[Records drawn from a dataset]
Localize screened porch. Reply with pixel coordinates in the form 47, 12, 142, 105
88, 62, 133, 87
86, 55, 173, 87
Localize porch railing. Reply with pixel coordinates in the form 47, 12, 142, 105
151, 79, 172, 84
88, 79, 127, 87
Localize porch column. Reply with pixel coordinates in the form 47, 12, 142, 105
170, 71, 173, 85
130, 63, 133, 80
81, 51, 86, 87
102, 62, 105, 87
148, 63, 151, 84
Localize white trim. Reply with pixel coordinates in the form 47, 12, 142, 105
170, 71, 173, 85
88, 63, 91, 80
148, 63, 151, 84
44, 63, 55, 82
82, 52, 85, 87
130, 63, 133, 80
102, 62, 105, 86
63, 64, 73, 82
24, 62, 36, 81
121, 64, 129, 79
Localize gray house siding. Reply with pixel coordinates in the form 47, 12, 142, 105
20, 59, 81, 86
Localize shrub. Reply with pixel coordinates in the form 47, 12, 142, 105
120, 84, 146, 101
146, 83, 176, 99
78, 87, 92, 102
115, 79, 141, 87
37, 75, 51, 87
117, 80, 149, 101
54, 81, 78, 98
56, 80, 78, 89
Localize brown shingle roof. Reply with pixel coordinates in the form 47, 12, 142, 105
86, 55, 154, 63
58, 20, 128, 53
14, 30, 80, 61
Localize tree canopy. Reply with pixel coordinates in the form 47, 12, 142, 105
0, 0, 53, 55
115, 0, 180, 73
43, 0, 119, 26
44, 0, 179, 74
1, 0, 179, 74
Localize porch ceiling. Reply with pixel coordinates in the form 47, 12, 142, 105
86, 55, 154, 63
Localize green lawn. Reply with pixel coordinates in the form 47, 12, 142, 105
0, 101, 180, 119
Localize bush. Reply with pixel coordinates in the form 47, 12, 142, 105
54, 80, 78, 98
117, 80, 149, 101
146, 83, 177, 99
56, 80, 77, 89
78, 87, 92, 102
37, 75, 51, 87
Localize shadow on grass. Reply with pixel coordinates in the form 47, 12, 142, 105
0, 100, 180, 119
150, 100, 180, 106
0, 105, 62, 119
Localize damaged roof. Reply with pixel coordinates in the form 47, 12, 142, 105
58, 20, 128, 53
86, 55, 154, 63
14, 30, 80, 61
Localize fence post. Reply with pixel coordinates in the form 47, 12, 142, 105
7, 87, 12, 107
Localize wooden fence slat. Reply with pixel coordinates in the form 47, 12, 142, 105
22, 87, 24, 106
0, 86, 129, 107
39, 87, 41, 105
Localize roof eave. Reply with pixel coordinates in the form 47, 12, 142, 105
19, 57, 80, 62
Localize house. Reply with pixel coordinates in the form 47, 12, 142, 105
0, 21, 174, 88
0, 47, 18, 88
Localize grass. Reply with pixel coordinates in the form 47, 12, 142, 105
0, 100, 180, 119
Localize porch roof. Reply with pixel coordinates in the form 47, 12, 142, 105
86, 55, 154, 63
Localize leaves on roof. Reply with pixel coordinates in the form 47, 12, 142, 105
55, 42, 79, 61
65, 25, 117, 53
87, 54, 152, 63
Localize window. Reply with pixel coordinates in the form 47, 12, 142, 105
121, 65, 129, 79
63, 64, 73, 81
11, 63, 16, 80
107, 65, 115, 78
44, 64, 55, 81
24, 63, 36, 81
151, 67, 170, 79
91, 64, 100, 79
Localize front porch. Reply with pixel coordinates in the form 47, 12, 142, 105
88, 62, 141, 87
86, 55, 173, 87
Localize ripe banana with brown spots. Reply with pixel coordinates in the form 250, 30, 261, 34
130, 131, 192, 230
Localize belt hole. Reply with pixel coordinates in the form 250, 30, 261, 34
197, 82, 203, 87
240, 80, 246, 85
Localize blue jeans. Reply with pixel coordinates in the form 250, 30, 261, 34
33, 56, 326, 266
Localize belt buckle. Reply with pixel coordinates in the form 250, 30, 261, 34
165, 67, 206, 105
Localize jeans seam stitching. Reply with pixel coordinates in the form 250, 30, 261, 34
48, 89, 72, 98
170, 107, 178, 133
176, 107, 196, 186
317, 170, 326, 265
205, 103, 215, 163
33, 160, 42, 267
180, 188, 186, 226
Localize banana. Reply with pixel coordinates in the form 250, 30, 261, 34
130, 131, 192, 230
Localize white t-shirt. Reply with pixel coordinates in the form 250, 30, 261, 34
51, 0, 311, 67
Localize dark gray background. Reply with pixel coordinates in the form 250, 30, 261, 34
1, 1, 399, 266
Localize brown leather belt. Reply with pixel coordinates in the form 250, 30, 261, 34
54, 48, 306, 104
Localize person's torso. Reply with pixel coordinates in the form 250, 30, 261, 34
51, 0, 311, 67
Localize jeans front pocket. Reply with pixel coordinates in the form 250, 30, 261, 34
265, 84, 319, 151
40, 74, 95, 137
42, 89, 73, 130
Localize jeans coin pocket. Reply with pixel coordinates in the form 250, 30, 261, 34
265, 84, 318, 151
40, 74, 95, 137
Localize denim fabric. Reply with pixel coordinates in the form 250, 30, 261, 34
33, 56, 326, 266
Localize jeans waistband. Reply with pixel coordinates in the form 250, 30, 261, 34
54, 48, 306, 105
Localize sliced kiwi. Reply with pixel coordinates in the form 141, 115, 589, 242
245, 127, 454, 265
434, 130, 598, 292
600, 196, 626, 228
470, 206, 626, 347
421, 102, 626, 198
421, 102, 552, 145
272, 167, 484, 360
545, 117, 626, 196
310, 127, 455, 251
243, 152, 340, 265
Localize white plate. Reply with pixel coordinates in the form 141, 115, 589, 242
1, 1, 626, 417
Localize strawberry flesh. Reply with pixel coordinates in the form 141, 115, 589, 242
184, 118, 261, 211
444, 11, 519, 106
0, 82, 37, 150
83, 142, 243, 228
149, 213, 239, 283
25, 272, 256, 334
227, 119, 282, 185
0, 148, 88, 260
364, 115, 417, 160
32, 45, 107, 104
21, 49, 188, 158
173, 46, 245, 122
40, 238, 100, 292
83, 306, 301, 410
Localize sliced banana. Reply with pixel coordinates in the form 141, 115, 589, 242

## TASK TO COMPLETE
Please write out the data again exactly as it stands.

## RESPONSE
Localize screened porch. Reply with pixel coordinates in the form 47, 12, 142, 105
88, 62, 133, 87
86, 55, 173, 87
Localize porch railing. Reply with pixel coordinates in the form 47, 12, 142, 105
151, 79, 172, 84
88, 79, 127, 87
Localize porch column. Reply with pixel coordinates in the form 47, 12, 142, 105
170, 71, 173, 85
130, 63, 133, 80
81, 51, 86, 87
102, 62, 105, 87
148, 63, 151, 84
Localize white trim. Reply with pixel coordinates in the form 47, 12, 142, 105
170, 71, 173, 85
88, 63, 91, 80
148, 63, 151, 84
44, 63, 55, 82
82, 52, 85, 87
130, 63, 133, 80
102, 62, 105, 86
63, 64, 73, 82
24, 62, 36, 81
121, 64, 129, 79
Localize gray house siding. Reply with pixel coordinates in the form 47, 12, 142, 105
20, 59, 81, 86
Localize shrub. Reply with pixel coordinates in the form 47, 12, 142, 105
120, 84, 146, 101
146, 83, 176, 99
78, 87, 92, 102
115, 79, 141, 87
37, 75, 51, 87
117, 80, 149, 101
54, 81, 78, 98
56, 80, 78, 89
Localize brown shingle roof. Reply with pixel coordinates in the form 47, 12, 142, 105
86, 55, 154, 63
58, 20, 128, 53
14, 30, 80, 61
Localize tree canopy. Reply with pixel coordinates in the form 47, 12, 142, 105
0, 0, 53, 55
115, 0, 180, 73
43, 0, 119, 26
44, 0, 179, 74
1, 0, 179, 74
Localize porch ceiling. Reply with pixel coordinates in the form 47, 12, 142, 105
86, 55, 154, 63
Localize green lawn. Reply with pixel coordinates in the form 47, 12, 142, 105
0, 101, 180, 119
Localize bush. Reply with pixel coordinates in the form 47, 12, 142, 105
54, 80, 78, 98
117, 80, 149, 101
146, 83, 177, 99
56, 80, 77, 89
78, 87, 92, 102
37, 75, 51, 87
Localize shadow on grass. Reply with pixel coordinates in the form 47, 12, 142, 105
0, 100, 180, 119
150, 100, 180, 106
0, 105, 62, 119
Localize damaged roof. Reply with pixel coordinates in the form 47, 12, 142, 105
58, 20, 128, 53
86, 55, 154, 63
14, 30, 80, 61
Localize fence post. Reply with pixel coordinates in the form 47, 12, 142, 105
7, 87, 12, 107
Localize wooden fence slat. Reply with pixel coordinates in the form 47, 12, 142, 105
22, 87, 24, 106
0, 86, 129, 107
39, 87, 41, 105
Localize roof eave. Reply with pixel coordinates in the form 47, 12, 142, 105
19, 57, 80, 62
Localize house. Reply with pixel coordinates in the form 47, 12, 142, 105
0, 21, 174, 88
0, 47, 18, 88
Localize grass. Reply with pixel coordinates in the form 47, 12, 142, 105
0, 100, 180, 119
Localize porch roof. Reply with pixel coordinates in the form 47, 12, 142, 105
86, 55, 154, 63
Localize leaves on roof. Reply with pixel coordinates in the form 47, 12, 142, 105
55, 42, 79, 61
65, 25, 117, 53
87, 54, 152, 63
Localize window. Reply with pixel coordinates in the form 47, 12, 142, 105
121, 65, 129, 79
63, 64, 73, 81
11, 63, 16, 80
107, 65, 115, 78
44, 64, 55, 81
24, 63, 36, 81
151, 67, 170, 79
91, 64, 100, 79
Localize front porch. Reply with pixel coordinates in the form 47, 12, 142, 105
88, 62, 141, 87
86, 55, 173, 87
Localize ripe banana with brown spots. Reply with pixel coordinates in the form 250, 30, 261, 34
130, 131, 192, 230
Localize belt hole. Reply with pixel coordinates in the form 250, 30, 261, 34
197, 82, 203, 87
240, 80, 246, 85
Localize blue jeans. Reply with pixel coordinates in the form 250, 30, 261, 34
33, 56, 326, 266
Localize belt buckle. Reply with pixel coordinates in the form 250, 30, 261, 34
165, 67, 206, 105
Localize jeans seam stitching. Reply with pixel coordinates in the form 250, 30, 261, 34
48, 89, 72, 98
170, 107, 178, 133
176, 107, 196, 186
317, 170, 326, 265
205, 103, 215, 163
33, 160, 42, 267
180, 188, 186, 226
Localize banana. Reply with pixel coordinates in the form 250, 30, 261, 34
130, 131, 192, 230
Localize white t-shirt. Reply with pixel coordinates in the form 250, 30, 261, 34
51, 0, 311, 67
Localize dark gray background. Reply with pixel coordinates in the form 250, 30, 261, 34
1, 1, 399, 266
Localize brown leather belt. Reply with pixel coordinates in the form 250, 30, 261, 34
54, 48, 306, 104
Localize person's torso. Reply with pixel coordinates in the form 250, 30, 261, 34
51, 0, 311, 67
Localize jeans front pocket. Reply with pixel coordinates in the form 250, 30, 261, 34
265, 84, 319, 151
40, 74, 95, 137
42, 89, 73, 130
Localize jeans coin pocket. Reply with pixel coordinates in the form 250, 30, 261, 34
265, 84, 318, 151
40, 74, 95, 137
Localize denim fabric. Reply with pixel coordinates in the form 250, 30, 261, 34
33, 56, 326, 266
Localize jeans waistband. Reply with pixel coordinates in the form 250, 30, 261, 34
54, 48, 306, 105
Localize sliced kiwi. Reply with pixel coordinates in the form 141, 115, 589, 242
245, 127, 454, 265
434, 130, 598, 292
600, 196, 626, 228
470, 206, 626, 347
421, 102, 626, 198
421, 102, 552, 145
272, 167, 484, 360
545, 117, 626, 196
310, 127, 455, 251
243, 152, 340, 265
Localize white plate. Reply with pixel coordinates in the form 141, 115, 589, 242
1, 1, 626, 417
Localize strawberry flesh. Reply with pixel coordinates in the form 141, 115, 589, 242
184, 118, 261, 211
444, 11, 519, 106
0, 82, 37, 150
83, 142, 243, 228
149, 213, 239, 283
25, 272, 256, 334
227, 119, 282, 185
0, 148, 88, 260
364, 115, 417, 160
32, 45, 107, 104
21, 49, 188, 158
173, 46, 245, 122
40, 238, 100, 292
83, 306, 301, 410
Localize sliced banana. Reply with pixel coordinates in the form 141, 115, 589, 242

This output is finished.